§ PASSAGE FOR REVIEW:
Content starts

Cross-cutting Concepts
Observability
The Testbench integrates OpenTelemetry for both tracing and metrics.
Tracing (Run Phase)
The Run phase creates OpenTelemetry spans for each agent query:
-
Tracer provider with a service name resource and span processor
-
Span exporter using OTLP over HTTP/protobuf
-
HTTP auto-instrumentation for distributed trace context propagation (W3C Trace Context)
-
Per-query spans with attributes for user input, reference, agent URL, and workflow name
-
Multi-turn parent spans with child spans per conversation turn, tracking context ID and message count
The trace ID from each span is stored in the experiment output and propagated through evaluation to publishing, linking the full pipeline to the original agent interaction.
Metrics (Publish Phase)
The Publish phase exports per-sample evaluation gauges:
-
Gauge:
testbench_evaluation_metric— one observation per sample per metric -
Attributes: metric name, workflow name, execution ID, execution number, trace ID, sample hash, truncated user input
-
Resource: service name and workflow name
-
Exporter: OTLP over HTTP/protobuf
A2A Protocol Integration
The Testbench communicates with agents under test using the A2A (Agent-to-Agent) JSON-RPC protocol.

Content ends

§ GIVEN ENTRIES:
Content starts

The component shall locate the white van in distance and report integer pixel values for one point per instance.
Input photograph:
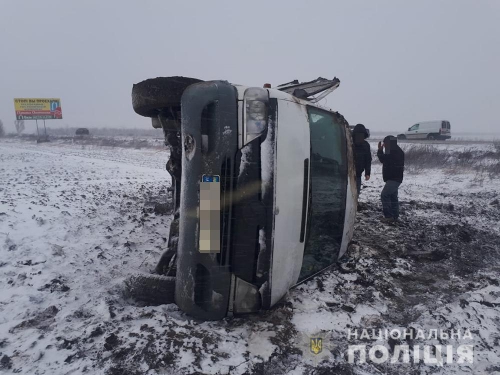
(430, 130)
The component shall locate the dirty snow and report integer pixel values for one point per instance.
(76, 220)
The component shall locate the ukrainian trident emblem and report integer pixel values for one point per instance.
(316, 345)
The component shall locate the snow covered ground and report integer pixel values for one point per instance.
(77, 219)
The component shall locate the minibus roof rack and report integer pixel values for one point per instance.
(307, 90)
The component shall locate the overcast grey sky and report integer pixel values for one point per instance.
(399, 62)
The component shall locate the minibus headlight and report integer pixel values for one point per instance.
(256, 102)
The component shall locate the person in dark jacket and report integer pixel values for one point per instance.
(362, 154)
(393, 162)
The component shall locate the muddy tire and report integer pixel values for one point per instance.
(151, 289)
(149, 97)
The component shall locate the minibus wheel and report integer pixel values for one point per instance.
(149, 97)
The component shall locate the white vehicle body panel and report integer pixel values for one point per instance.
(292, 148)
(422, 130)
(351, 199)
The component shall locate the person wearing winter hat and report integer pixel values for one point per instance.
(393, 164)
(362, 154)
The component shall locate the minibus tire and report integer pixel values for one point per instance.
(151, 289)
(154, 94)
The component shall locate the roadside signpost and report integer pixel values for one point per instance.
(38, 109)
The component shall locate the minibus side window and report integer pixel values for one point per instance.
(328, 192)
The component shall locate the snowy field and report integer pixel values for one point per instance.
(77, 219)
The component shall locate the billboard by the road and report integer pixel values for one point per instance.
(38, 108)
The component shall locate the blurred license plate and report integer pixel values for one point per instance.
(210, 214)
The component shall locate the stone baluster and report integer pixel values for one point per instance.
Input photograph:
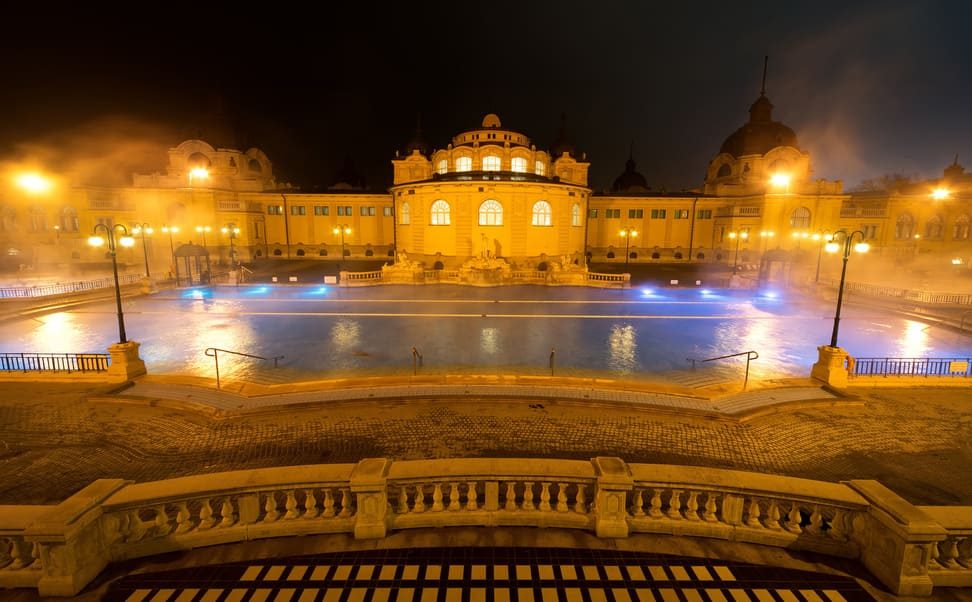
(528, 496)
(291, 506)
(310, 504)
(454, 504)
(328, 503)
(510, 496)
(226, 516)
(709, 514)
(437, 498)
(561, 497)
(753, 514)
(654, 506)
(580, 500)
(270, 508)
(183, 519)
(206, 515)
(403, 500)
(345, 503)
(161, 521)
(545, 497)
(692, 506)
(773, 516)
(419, 505)
(793, 519)
(637, 503)
(675, 505)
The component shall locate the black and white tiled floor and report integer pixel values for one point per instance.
(486, 575)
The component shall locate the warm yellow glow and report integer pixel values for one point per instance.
(33, 183)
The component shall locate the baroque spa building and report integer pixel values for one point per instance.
(490, 192)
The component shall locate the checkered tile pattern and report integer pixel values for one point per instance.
(487, 574)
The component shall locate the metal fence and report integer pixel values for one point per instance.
(62, 288)
(912, 366)
(54, 362)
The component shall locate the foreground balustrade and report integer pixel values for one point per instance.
(59, 549)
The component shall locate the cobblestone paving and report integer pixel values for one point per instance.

Content ends

§ TASK INSTRUCTIONS:
(1) Rewrite the stretch of the Testbench text from "Tracing (Run Phase)" through "(W3C Trace Context)", substituting "batch span processor" for "span processor".
(2) Carry the Testbench text forward from the last sentence it gives.
The listing above is separate material and forms no part of the Testbench text.

§ ANSWERS TO THE EXERCISE:
(1)
Tracing (Run Phase)
The Run phase creates OpenTelemetry spans for each agent query:
-
Tracer provider with a service name resource and batch span processor
-
Span exporter using OTLP over HTTP/protobuf
-
HTTP auto-instrumentation for distributed trace context propagation (W3C Trace Context)

(2)
-
Client initialization — creates a minimal agent card from the agent URL
-
Message sending — sends messages asynchronously and collects responses
-
Context management — A2A context ID maintains conversation state across multiple turns in multi-turn evaluations
-
Response extraction — agent responses are extracted from A2A task artifacts and stored in the experiment output
Evaluation Framework
The Testbench uses a framework-agnostic adapter pattern for LLM-as-a-judge evaluation.
Adapter Pattern
The evaluation system is built around three core abstractions:
-
Metrics Registry — central registry that manages framework adapters and provides a unified interface for metric creation
-
Framework Adapter — defines the contract for plugging in evaluation frameworks (discovery, instantiation, wrapping)
-
Metric Callable — unified interface for metric execution: accepts a sample and returns a score with an optional reason
Each framework adapter wraps its native metric instances in a callable that handles parameter filtering, data format translation, and result extraction. This decouples the evaluation pipeline from any specific framework.